((

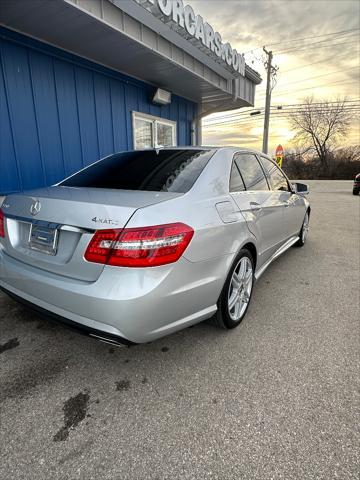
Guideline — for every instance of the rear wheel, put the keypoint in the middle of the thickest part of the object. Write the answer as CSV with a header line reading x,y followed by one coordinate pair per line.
x,y
304,231
236,293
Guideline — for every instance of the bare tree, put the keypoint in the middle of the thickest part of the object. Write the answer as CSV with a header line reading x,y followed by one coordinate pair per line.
x,y
319,125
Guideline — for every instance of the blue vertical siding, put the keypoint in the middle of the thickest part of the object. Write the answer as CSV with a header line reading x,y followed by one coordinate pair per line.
x,y
59,112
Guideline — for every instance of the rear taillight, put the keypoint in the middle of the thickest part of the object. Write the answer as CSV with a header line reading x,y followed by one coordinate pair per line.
x,y
139,247
2,224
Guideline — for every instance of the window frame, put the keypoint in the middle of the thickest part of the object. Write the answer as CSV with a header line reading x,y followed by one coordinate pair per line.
x,y
237,168
154,120
243,152
268,176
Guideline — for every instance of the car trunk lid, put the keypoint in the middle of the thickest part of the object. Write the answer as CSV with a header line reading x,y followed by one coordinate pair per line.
x,y
50,228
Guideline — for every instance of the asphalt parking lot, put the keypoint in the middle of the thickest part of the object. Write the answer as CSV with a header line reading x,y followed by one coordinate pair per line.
x,y
277,398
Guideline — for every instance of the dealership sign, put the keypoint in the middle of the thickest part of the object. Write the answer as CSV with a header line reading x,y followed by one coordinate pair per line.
x,y
194,26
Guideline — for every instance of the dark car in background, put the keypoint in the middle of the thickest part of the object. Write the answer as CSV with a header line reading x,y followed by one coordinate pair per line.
x,y
356,187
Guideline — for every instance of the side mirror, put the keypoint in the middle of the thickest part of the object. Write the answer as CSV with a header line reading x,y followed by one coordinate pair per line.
x,y
301,188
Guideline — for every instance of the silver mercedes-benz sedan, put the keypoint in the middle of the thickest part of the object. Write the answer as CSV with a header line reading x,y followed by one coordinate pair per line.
x,y
141,244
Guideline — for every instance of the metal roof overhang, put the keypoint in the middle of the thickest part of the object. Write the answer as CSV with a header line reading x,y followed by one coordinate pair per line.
x,y
125,39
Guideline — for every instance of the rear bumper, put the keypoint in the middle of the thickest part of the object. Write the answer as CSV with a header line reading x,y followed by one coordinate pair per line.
x,y
79,327
129,304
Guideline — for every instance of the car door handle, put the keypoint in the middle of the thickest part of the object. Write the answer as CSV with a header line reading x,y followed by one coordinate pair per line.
x,y
255,206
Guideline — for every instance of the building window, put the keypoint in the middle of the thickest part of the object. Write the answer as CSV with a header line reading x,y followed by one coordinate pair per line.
x,y
153,132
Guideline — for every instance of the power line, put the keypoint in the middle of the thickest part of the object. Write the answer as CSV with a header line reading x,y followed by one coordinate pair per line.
x,y
260,119
311,46
257,121
246,112
318,76
278,113
313,63
316,36
340,82
306,38
305,45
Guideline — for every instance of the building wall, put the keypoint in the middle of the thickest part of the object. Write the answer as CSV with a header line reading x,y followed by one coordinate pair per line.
x,y
58,112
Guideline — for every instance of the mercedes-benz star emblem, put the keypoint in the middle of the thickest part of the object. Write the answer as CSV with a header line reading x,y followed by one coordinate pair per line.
x,y
35,207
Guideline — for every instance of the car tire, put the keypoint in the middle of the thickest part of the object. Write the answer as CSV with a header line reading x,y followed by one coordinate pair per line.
x,y
225,316
304,230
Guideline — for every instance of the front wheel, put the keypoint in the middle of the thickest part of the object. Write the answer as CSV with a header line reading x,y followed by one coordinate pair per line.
x,y
236,293
304,231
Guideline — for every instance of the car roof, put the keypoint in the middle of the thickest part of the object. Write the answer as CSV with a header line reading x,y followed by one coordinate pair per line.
x,y
232,149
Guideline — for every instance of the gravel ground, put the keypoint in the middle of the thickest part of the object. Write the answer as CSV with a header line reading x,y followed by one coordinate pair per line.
x,y
277,398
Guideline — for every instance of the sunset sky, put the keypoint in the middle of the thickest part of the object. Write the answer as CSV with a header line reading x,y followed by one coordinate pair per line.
x,y
280,25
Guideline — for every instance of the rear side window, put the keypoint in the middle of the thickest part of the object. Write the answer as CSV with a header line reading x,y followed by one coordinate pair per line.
x,y
277,178
251,172
236,183
151,170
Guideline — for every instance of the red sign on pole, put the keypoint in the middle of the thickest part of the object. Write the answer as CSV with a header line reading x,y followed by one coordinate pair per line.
x,y
279,154
279,151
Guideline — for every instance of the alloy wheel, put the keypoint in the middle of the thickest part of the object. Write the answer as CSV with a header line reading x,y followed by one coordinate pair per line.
x,y
240,288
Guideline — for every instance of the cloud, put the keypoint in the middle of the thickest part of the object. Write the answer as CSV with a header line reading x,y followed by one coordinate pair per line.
x,y
281,24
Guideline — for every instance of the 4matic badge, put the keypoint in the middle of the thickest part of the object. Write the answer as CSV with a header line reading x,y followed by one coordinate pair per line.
x,y
107,221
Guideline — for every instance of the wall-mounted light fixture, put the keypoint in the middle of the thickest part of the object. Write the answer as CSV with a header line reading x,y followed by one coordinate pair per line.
x,y
162,97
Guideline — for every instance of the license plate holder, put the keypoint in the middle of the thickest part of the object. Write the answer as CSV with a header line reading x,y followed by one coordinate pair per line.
x,y
44,238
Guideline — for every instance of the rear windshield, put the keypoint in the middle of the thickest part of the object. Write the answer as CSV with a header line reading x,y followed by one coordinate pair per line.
x,y
152,170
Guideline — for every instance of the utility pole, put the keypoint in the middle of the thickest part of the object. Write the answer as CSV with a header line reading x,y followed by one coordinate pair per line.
x,y
271,72
268,100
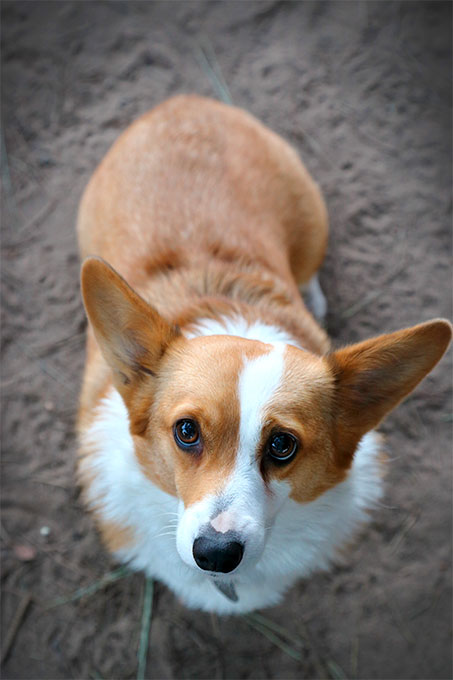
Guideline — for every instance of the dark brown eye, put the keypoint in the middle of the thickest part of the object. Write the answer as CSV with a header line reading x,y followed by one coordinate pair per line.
x,y
187,434
282,447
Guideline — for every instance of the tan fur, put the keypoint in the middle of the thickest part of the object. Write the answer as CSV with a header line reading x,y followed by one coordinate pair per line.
x,y
207,213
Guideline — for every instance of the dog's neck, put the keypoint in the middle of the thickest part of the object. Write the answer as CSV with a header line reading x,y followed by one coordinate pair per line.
x,y
216,297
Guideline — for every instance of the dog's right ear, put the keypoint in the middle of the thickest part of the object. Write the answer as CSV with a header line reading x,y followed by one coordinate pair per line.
x,y
131,334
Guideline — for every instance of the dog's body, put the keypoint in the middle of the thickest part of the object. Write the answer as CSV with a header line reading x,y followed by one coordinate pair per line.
x,y
224,449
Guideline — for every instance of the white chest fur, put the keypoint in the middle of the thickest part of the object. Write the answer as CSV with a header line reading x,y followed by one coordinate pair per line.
x,y
302,539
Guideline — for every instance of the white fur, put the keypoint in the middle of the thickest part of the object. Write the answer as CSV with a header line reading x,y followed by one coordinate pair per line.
x,y
303,538
241,502
241,328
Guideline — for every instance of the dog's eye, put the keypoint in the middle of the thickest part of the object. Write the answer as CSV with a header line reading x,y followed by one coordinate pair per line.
x,y
187,434
282,447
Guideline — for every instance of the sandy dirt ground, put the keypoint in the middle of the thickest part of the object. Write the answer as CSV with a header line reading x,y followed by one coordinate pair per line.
x,y
363,91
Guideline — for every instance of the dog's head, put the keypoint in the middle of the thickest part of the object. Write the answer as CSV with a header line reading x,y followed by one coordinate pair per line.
x,y
233,427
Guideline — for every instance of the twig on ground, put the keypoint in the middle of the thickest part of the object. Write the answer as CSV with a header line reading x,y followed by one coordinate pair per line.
x,y
275,627
208,63
335,671
272,637
372,295
102,583
354,656
145,628
15,625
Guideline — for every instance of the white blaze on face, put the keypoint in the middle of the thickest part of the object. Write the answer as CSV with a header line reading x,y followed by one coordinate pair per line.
x,y
243,507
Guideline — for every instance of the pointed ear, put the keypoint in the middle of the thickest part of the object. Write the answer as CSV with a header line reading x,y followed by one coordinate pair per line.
x,y
131,334
372,377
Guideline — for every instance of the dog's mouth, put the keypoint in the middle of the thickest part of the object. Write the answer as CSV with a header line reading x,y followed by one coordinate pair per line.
x,y
227,588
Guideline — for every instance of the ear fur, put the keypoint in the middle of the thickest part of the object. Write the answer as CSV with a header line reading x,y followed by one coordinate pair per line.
x,y
131,334
372,377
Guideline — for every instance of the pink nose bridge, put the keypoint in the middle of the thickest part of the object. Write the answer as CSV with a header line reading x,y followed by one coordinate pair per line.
x,y
223,522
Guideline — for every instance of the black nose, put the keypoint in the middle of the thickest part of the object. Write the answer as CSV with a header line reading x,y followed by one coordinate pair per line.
x,y
217,552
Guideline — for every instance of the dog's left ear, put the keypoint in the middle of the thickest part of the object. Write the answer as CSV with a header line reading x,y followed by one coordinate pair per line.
x,y
372,377
131,334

))

[PROBLEM DESCRIPTION] Please retype the records above starting with the line that contains "Guideline — for every instance of the pointed" and stopping after the last line, changing nothing.

[TASK OUTPUT]
Guideline — for every instance of the pointed ear, put the keypoint in the middle of the thickest part of the object. Write the answer as CSV with a header line reading x,y followed by one coordinate pair per line.
x,y
131,334
372,377
Guideline — for every instance of the dog's mouth, put the keypoint in the middle of the thickest part of the object. Write the answer as CSV with a header line reading x,y followed by one coordinate pair per line.
x,y
227,588
Guideline — for every instance of the ear fur, put the keypoint in the middle of the thickest part of the object. Write the answer as CSV with a header line reading x,y followed by one coordinate pair per line.
x,y
131,334
372,377
Guideline — for every instance of the pink nose bridge, put the keypoint in the middle of the thickest part of the object. Write the answer as CSV with a header line reading x,y followed by one coordinate pair per line.
x,y
223,522
Guideline — for every instance of the black nose, put the keypoint in the middle of the thickest part of the object. Write the answer as CSV with a header line reading x,y followed by one coordinate pair per line.
x,y
217,552
Guideline — for every instance of the dog's left ear, put the keypoint in the middle of the thickest part of the object. Write the answer as CSV with a header line reading x,y followed by one coordinate pair per line.
x,y
372,377
131,334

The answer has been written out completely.